### WORK REQUIRED
In the records below, copy the stretch from the line containing "Please tag the window" through the end of the records, substituting "doorway" for "window" and leaving everything else as it stands.

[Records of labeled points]
◆ ◆ ◆ ◆

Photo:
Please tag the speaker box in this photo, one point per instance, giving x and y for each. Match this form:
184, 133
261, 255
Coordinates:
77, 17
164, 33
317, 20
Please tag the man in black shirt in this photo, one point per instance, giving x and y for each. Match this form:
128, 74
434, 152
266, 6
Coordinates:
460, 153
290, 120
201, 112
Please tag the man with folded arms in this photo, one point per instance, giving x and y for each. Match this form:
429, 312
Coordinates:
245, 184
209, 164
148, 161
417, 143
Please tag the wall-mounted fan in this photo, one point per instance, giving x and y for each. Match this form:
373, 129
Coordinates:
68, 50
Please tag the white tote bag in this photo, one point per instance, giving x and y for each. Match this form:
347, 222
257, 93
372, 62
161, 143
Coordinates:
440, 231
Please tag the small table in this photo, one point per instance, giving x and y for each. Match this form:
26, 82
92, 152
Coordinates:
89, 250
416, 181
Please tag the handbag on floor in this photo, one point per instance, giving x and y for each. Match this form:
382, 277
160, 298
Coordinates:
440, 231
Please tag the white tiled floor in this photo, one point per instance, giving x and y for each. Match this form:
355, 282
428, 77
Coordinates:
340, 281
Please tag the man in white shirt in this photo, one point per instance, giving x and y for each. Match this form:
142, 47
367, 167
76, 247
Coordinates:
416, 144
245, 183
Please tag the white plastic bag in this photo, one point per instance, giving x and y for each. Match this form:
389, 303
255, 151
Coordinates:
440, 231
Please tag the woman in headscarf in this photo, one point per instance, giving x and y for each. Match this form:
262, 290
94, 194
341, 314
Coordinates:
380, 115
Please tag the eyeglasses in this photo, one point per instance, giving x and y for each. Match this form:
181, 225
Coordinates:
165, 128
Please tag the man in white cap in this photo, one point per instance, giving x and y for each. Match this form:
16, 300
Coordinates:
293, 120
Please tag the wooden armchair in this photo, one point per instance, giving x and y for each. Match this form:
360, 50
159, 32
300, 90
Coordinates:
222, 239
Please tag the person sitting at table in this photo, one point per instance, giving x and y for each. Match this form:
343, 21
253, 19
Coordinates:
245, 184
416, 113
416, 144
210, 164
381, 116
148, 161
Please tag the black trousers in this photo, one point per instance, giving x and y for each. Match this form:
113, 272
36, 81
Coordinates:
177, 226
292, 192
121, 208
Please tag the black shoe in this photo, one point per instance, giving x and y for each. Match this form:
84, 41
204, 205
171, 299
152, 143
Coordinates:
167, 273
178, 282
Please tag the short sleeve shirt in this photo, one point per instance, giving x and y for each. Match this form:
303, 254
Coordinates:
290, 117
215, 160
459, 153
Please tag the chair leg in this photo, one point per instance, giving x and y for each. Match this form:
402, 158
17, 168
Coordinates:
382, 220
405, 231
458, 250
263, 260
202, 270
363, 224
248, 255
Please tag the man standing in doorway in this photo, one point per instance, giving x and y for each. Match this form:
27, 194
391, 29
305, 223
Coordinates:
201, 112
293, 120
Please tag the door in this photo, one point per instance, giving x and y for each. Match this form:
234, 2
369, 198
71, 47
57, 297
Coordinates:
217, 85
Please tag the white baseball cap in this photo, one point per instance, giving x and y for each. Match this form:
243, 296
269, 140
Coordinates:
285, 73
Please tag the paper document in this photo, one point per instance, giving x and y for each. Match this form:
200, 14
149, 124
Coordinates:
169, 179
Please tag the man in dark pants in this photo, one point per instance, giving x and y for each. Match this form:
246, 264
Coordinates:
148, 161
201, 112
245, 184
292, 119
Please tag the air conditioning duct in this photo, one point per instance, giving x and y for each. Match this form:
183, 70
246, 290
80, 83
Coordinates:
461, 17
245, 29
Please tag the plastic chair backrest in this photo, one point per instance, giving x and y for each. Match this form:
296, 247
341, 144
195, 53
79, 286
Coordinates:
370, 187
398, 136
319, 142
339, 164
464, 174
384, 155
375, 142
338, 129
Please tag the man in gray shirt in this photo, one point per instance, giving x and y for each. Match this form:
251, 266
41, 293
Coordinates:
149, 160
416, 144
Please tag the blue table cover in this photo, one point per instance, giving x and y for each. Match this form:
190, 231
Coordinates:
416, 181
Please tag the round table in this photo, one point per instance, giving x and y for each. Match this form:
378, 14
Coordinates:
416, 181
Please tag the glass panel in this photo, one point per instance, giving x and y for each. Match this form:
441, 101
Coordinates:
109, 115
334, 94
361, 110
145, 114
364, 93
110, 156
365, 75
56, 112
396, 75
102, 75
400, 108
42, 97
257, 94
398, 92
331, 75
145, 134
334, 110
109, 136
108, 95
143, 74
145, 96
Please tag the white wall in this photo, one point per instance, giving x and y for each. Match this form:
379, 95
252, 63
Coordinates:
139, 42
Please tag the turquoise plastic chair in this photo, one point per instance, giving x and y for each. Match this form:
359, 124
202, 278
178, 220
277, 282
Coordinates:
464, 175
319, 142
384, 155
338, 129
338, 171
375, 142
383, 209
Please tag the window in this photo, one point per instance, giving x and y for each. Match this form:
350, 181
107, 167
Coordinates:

◆ ◆ ◆ ◆

### CORRECT RESULT
Please tag the doorway in this photo, one point per instance, giving x and y for each. Match this form:
350, 181
107, 167
Coordinates:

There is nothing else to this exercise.